* [指示 A]
下のリストについて、「the wooden plank」を含む行からリストの最後の行までを、両端の行も含めて一字一句変えずに書き写してください。

* [本文]
【好吃(ハオチー)!中国料理】シャキシャキ、サヤインゲンが食べたいな
塘:夏野菜が出回ってくる時期になりました。池田先生!何か夏野菜を使った料理を作ってくれないか?こうビールにあいそうなつまみ的なものとかない?くっといきたいねえ~。
池田:では、サヤインゲンを使った料理「乾四季豆」をご紹介します。
塘:「乾四季豆」。ふむふむ、また今回はプロっぽい料理だね、どんな料理か説明して。
池田:日本語で言うと「サヤインゲンの炒め物」です。炒め物といっても、ただインゲンを炒めたものではありません。乾という特殊な調理法です。
池田:炒め物は普通、材料の持ち味を損なわないように短時間で仕上げますが、この調理法は少量の油で比較的長く炒めます。そうすることで材料の水分をとばしてカリッとした食感を出し、材料のうまみを凝縮させ、その香ばしい香りを出します。
塘:ふむふむ・・・と言うことは「インゲンを少量の油で長く炒める」と言うことか?そんなことしたらインゲンのシャキシャキ感が無くなってしまうのではないか?
池田:いえ、実はインゲンはそのまま炒めないんです。
塘:炒めるって言って・・・炒めない・・・はて?これいかに。

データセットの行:
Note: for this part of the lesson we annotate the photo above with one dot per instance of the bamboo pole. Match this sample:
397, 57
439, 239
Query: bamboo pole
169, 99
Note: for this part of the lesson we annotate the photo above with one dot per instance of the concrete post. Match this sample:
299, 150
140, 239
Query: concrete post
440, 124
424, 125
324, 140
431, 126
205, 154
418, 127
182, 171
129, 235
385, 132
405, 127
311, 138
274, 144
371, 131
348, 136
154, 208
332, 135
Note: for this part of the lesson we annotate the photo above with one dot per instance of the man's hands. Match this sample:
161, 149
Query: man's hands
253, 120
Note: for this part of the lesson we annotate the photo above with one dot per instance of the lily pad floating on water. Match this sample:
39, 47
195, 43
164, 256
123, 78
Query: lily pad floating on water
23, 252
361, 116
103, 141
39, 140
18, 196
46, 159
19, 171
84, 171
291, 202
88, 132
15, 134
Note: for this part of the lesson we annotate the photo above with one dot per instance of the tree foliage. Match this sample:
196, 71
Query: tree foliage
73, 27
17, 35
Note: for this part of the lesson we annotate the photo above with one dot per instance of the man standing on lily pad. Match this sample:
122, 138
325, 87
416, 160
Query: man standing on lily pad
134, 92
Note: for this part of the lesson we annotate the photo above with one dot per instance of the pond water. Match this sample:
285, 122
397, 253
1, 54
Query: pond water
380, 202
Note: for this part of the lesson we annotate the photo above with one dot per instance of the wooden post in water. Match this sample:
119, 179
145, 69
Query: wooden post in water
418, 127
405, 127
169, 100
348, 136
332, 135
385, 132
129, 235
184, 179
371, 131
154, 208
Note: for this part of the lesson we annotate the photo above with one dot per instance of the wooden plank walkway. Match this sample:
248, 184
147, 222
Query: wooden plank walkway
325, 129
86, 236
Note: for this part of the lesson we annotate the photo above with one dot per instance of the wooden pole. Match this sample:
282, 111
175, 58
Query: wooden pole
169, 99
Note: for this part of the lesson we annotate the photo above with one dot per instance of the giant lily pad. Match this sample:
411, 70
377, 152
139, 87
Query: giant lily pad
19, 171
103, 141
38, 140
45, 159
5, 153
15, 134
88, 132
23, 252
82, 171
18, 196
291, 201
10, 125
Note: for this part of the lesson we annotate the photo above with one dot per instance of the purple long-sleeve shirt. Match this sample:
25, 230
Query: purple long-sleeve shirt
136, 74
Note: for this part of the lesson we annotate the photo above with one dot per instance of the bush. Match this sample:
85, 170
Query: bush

* [指示 B]
上の本文を、最初から最後まで一字一句そのまま繰り返してください。

* [出力全文 A]
Note: for this part of the lesson we annotate the photo above with one dot per instance of the wooden plank walkway. Match this sample:
248, 184
147, 222
Query: wooden plank walkway
325, 129
86, 236
Note: for this part of the lesson we annotate the photo above with one dot per instance of the wooden pole. Match this sample:
282, 111
175, 58
Query: wooden pole
169, 99
Note: for this part of the lesson we annotate the photo above with one dot per instance of the giant lily pad. Match this sample:
411, 70
377, 152
139, 87
Query: giant lily pad
19, 171
103, 141
38, 140
45, 159
5, 153
15, 134
88, 132
23, 252
82, 171
18, 196
291, 201
10, 125
Note: for this part of the lesson we annotate the photo above with one dot per instance of the purple long-sleeve shirt. Match this sample:
25, 230
Query: purple long-sleeve shirt
136, 74
Note: for this part of the lesson we annotate the photo above with one dot per instance of the bush. Match this sample:
85, 170
Query: bush

* [出力全文 B]
【好吃(ハオチー)!中国料理】シャキシャキ、サヤインゲンが食べたいな
塘:夏野菜が出回ってくる時期になりました。池田先生!何か夏野菜を使った料理を作ってくれないか?こうビールにあいそうなつまみ的なものとかない?くっといきたいねえ~。
池田:では、サヤインゲンを使った料理「乾四季豆」をご紹介します。
塘:「乾四季豆」。ふむふむ、また今回はプロっぽい料理だね、どんな料理か説明して。
池田:日本語で言うと「サヤインゲンの炒め物」です。炒め物といっても、ただインゲンを炒めたものではありません。乾という特殊な調理法です。
池田:炒め物は普通、材料の持ち味を損なわないように短時間で仕上げますが、この調理法は少量の油で比較的長く炒めます。そうすることで材料の水分をとばしてカリッとした食感を出し、材料のうまみを凝縮させ、その香ばしい香りを出します。
塘:ふむふむ・・・と言うことは「インゲンを少量の油で長く炒める」と言うことか?そんなことしたらインゲンのシャキシャキ感が無くなってしまうのではないか?
池田:いえ、実はインゲンはそのまま炒めないんです。
塘:炒めるって言って・・・炒めない・・・はて?これいかに。